# TRY IT
Show all lines containing "shirt" from the data below.

[Saved entries]

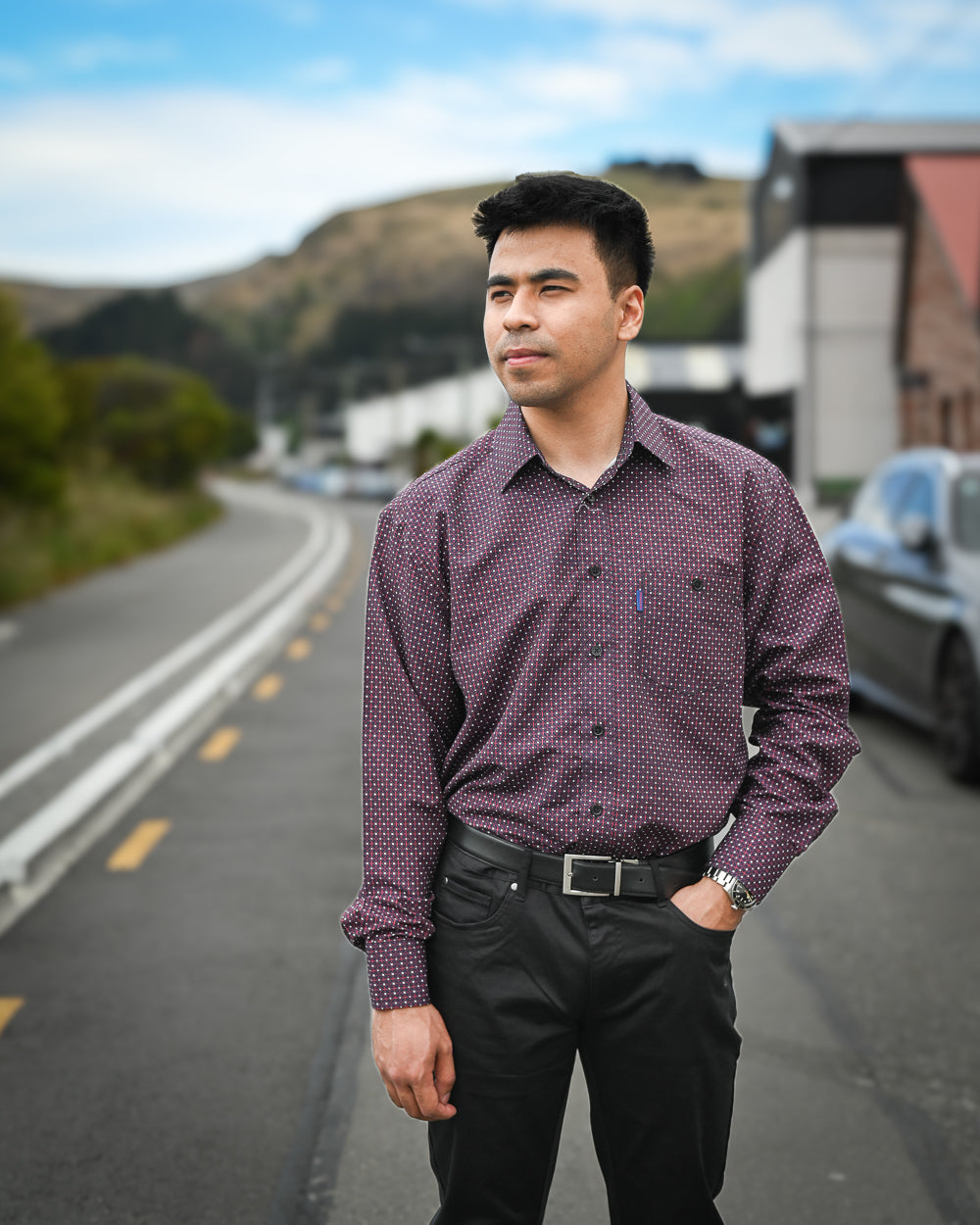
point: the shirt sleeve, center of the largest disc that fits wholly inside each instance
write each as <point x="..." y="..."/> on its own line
<point x="412" y="711"/>
<point x="797" y="675"/>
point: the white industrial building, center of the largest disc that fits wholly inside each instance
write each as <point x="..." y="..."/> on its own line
<point x="464" y="407"/>
<point x="826" y="282"/>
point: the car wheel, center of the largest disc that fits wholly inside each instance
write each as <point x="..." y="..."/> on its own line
<point x="958" y="711"/>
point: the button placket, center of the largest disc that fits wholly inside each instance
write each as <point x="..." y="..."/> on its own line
<point x="594" y="628"/>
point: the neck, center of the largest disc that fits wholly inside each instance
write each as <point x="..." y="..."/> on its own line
<point x="581" y="437"/>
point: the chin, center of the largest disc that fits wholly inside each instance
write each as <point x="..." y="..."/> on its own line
<point x="529" y="393"/>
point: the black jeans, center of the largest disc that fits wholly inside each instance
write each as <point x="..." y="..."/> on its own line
<point x="524" y="978"/>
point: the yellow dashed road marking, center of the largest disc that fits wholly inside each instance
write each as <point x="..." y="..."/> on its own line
<point x="9" y="1004"/>
<point x="268" y="686"/>
<point x="130" y="856"/>
<point x="220" y="744"/>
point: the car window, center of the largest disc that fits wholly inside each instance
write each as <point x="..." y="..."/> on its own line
<point x="919" y="498"/>
<point x="878" y="503"/>
<point x="966" y="513"/>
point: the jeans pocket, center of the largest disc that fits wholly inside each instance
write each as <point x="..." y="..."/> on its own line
<point x="469" y="895"/>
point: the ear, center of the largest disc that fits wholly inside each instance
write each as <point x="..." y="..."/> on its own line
<point x="630" y="305"/>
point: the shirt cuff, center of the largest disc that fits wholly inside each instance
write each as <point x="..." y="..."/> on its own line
<point x="397" y="974"/>
<point x="756" y="853"/>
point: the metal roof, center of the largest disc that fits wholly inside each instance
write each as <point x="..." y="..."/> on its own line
<point x="880" y="136"/>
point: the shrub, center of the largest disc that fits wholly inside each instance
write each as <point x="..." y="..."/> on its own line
<point x="32" y="417"/>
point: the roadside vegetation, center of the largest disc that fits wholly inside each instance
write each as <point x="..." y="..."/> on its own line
<point x="99" y="460"/>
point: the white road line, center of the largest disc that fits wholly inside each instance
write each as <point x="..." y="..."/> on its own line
<point x="70" y="736"/>
<point x="151" y="738"/>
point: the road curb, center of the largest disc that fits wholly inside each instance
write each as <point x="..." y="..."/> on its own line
<point x="42" y="849"/>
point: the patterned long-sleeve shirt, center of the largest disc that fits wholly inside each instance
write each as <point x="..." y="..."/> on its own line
<point x="566" y="667"/>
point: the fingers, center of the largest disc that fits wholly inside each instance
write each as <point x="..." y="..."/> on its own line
<point x="419" y="1098"/>
<point x="413" y="1054"/>
<point x="445" y="1073"/>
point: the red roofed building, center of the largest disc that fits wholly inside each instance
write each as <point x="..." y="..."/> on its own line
<point x="862" y="292"/>
<point x="940" y="323"/>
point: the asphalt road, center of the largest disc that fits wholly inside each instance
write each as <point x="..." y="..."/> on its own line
<point x="191" y="1042"/>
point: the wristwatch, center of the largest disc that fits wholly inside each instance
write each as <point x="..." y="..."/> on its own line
<point x="741" y="900"/>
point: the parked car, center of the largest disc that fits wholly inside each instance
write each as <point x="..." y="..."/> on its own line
<point x="906" y="566"/>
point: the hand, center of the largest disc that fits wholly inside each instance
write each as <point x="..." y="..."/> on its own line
<point x="709" y="906"/>
<point x="413" y="1054"/>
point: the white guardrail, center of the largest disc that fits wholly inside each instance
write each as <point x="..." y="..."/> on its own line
<point x="329" y="539"/>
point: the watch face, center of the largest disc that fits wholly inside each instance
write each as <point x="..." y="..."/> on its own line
<point x="741" y="897"/>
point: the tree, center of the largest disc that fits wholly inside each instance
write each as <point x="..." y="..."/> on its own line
<point x="32" y="417"/>
<point x="162" y="422"/>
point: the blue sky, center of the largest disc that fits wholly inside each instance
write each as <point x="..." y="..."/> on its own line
<point x="145" y="141"/>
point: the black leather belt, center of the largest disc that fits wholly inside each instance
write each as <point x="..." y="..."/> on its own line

# ANSWER SECTION
point: the shirt sleeve, center of the largest disc that fits wholly inside each instance
point: the shirt cuff, center of the largest disc that fits wholly inside each instance
point: the patterned long-sleeve shirt, center of the largest disc that fits wholly inside each instance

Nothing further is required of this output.